§ **TASK**:
Quote the listing in full, exactly as given, minus any pictures.

◆ ◆ ◆ ◆

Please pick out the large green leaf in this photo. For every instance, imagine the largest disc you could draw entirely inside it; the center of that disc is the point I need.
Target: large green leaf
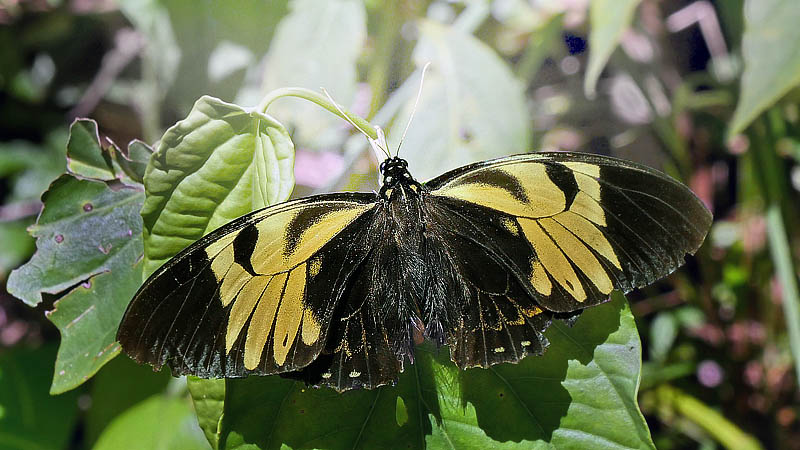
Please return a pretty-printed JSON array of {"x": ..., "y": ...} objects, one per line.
[
  {"x": 272, "y": 412},
  {"x": 90, "y": 236},
  {"x": 31, "y": 419},
  {"x": 218, "y": 163},
  {"x": 158, "y": 423},
  {"x": 542, "y": 402},
  {"x": 608, "y": 19},
  {"x": 209, "y": 400},
  {"x": 315, "y": 46},
  {"x": 771, "y": 53},
  {"x": 17, "y": 246},
  {"x": 88, "y": 318},
  {"x": 86, "y": 228},
  {"x": 554, "y": 400},
  {"x": 471, "y": 107},
  {"x": 88, "y": 239}
]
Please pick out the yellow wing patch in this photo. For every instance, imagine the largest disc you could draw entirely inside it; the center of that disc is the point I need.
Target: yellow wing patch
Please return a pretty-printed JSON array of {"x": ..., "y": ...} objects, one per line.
[
  {"x": 272, "y": 298},
  {"x": 543, "y": 197},
  {"x": 562, "y": 237}
]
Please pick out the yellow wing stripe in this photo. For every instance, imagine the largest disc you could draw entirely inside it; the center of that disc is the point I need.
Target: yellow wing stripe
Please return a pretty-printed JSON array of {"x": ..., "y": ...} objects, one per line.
[
  {"x": 580, "y": 255},
  {"x": 590, "y": 234},
  {"x": 553, "y": 259},
  {"x": 544, "y": 198},
  {"x": 261, "y": 323},
  {"x": 247, "y": 299},
  {"x": 289, "y": 315},
  {"x": 232, "y": 283},
  {"x": 273, "y": 254}
]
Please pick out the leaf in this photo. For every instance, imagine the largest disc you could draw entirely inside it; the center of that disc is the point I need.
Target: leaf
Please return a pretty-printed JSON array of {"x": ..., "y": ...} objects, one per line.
[
  {"x": 554, "y": 400},
  {"x": 85, "y": 229},
  {"x": 315, "y": 46},
  {"x": 215, "y": 165},
  {"x": 118, "y": 386},
  {"x": 134, "y": 161},
  {"x": 608, "y": 20},
  {"x": 17, "y": 246},
  {"x": 160, "y": 422},
  {"x": 29, "y": 417},
  {"x": 273, "y": 412},
  {"x": 471, "y": 108},
  {"x": 88, "y": 318},
  {"x": 770, "y": 46},
  {"x": 209, "y": 400},
  {"x": 85, "y": 156},
  {"x": 542, "y": 402}
]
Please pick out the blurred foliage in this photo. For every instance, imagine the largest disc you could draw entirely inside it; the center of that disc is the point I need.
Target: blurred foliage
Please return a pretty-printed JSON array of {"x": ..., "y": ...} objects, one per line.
[{"x": 704, "y": 90}]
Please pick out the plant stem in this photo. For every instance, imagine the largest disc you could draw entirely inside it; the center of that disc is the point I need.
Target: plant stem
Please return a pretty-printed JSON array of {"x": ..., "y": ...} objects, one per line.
[
  {"x": 717, "y": 426},
  {"x": 321, "y": 100}
]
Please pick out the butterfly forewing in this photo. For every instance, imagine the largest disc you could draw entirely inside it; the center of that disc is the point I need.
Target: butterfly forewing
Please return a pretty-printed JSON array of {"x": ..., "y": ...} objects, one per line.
[
  {"x": 573, "y": 227},
  {"x": 255, "y": 296}
]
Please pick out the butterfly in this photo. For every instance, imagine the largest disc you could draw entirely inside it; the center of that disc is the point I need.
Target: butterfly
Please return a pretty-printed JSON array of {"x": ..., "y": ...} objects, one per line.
[{"x": 334, "y": 289}]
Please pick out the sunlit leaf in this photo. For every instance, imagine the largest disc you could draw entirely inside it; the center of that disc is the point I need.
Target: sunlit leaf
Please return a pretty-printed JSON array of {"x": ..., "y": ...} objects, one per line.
[
  {"x": 770, "y": 49},
  {"x": 209, "y": 400},
  {"x": 315, "y": 46},
  {"x": 119, "y": 385},
  {"x": 471, "y": 108},
  {"x": 542, "y": 402},
  {"x": 608, "y": 20},
  {"x": 215, "y": 165}
]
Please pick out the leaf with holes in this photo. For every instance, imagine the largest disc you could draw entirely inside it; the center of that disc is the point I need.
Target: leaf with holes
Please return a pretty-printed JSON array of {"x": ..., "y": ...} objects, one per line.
[{"x": 88, "y": 235}]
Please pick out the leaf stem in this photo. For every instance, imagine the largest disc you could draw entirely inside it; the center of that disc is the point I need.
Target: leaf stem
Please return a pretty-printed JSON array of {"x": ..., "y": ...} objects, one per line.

◆ ◆ ◆ ◆

§ **TASK ANSWER**:
Please pick out the large green leaf in this photo. For every instance, imagine the largest disc you could draw entirely inside it; the center of that disc is the point I need.
Target: large green leaf
Please return a pretty-printed JSON array of {"x": ..., "y": ...} objects, one per line.
[
  {"x": 272, "y": 412},
  {"x": 90, "y": 236},
  {"x": 31, "y": 419},
  {"x": 218, "y": 163},
  {"x": 158, "y": 423},
  {"x": 542, "y": 402},
  {"x": 608, "y": 19},
  {"x": 209, "y": 400},
  {"x": 315, "y": 46},
  {"x": 771, "y": 53},
  {"x": 17, "y": 246},
  {"x": 88, "y": 318},
  {"x": 86, "y": 228},
  {"x": 554, "y": 400},
  {"x": 471, "y": 107},
  {"x": 88, "y": 239}
]
Please pick out the yellow wing patch in this photo. For every instance, imagine the largest disc you could draw entirely inside it; the center of that disc is the point I need.
Target: yellow wing patch
Please return a pretty-printed JSON array of {"x": ..., "y": ...} objects, one per line.
[
  {"x": 272, "y": 298},
  {"x": 543, "y": 197},
  {"x": 562, "y": 237}
]
Please pick out the yellow wing stripe in this photo. For every instance, imagine the largest disc you could draw entirely inside it; the center of that disc is the point I need.
Target: yellow wing stripe
Please return a pretty-printed JSON array of {"x": ..., "y": ...} objects, one per line.
[
  {"x": 580, "y": 255},
  {"x": 590, "y": 234},
  {"x": 553, "y": 259},
  {"x": 544, "y": 198},
  {"x": 261, "y": 323},
  {"x": 247, "y": 299},
  {"x": 289, "y": 315},
  {"x": 232, "y": 283},
  {"x": 273, "y": 254}
]
Please pick out the leaf in this photo. For every instance, imagine the largest disc you could draw entirely inside it; the center of that disc is the point I need.
Target: leaf
Please return a pretty-printed JSON array of {"x": ..., "y": ...} objects, one per line.
[
  {"x": 554, "y": 400},
  {"x": 85, "y": 229},
  {"x": 315, "y": 46},
  {"x": 215, "y": 165},
  {"x": 118, "y": 386},
  {"x": 134, "y": 161},
  {"x": 608, "y": 20},
  {"x": 17, "y": 246},
  {"x": 160, "y": 422},
  {"x": 29, "y": 417},
  {"x": 273, "y": 412},
  {"x": 471, "y": 108},
  {"x": 88, "y": 318},
  {"x": 770, "y": 46},
  {"x": 209, "y": 400},
  {"x": 85, "y": 156},
  {"x": 542, "y": 402}
]
Please pick out the blurred foliage in this photo. For every instance, imagine the largest disc you could draw entirely inside it; the center of that disc is the point I need.
Target: blurred foliage
Please return a pretty-printed JSON array of {"x": ..., "y": ...} objects, one per line.
[{"x": 704, "y": 90}]
Please pick out the plant stem in this photo. For every instance, imagine the largest disc you could draw entirely inside it; the center of that disc is the point I need.
Target: plant stem
Please return a pretty-printed JSON array of {"x": ..., "y": ...} objects, one per line.
[
  {"x": 717, "y": 426},
  {"x": 321, "y": 100}
]
Please pick out the butterfly forewing in this photo. For every instance, imagine the largest disc you could draw entirely inside it; the center of that disc is the point I need.
Target: butterfly forewing
Please return a pretty-printed JSON array of {"x": ..., "y": ...} objects, one per line.
[
  {"x": 573, "y": 227},
  {"x": 255, "y": 296}
]
Please pick out the butterfly in this photo. For every instance, imagine the largest disc you could draw entirely inside it; the center of that disc is the point I need.
Target: butterfly
Please return a pretty-printed JSON array of {"x": ..., "y": ...} objects, one per line.
[{"x": 334, "y": 289}]
Please pick out the sunlit leaf in this photo. For every instance, imagine the largest disc you could draw entirely inside it; the center of that disc is the point I need.
Target: sunlit leaf
Please return a pretty-printed JSON array of {"x": ..., "y": ...} objects, one per line.
[
  {"x": 770, "y": 49},
  {"x": 209, "y": 400},
  {"x": 315, "y": 46},
  {"x": 119, "y": 385},
  {"x": 471, "y": 108},
  {"x": 542, "y": 402},
  {"x": 608, "y": 20},
  {"x": 215, "y": 165}
]
Please pick out the leaf with holes in this photo. For every instance, imagine the largest disc you could draw entirely inside it; the center of that disc is the point I need.
Target: leaf with holes
Please return a pretty-printed JSON array of {"x": ..., "y": ...} objects, one per line.
[{"x": 88, "y": 235}]
Please pick out the leaf stem in this photo. For every instance, imagine the largest disc you could draw entirely inside it; the center of that disc is the point I need.
Target: leaf stem
Please return a pretty-printed JSON array of {"x": ..., "y": ...} objects, one per line.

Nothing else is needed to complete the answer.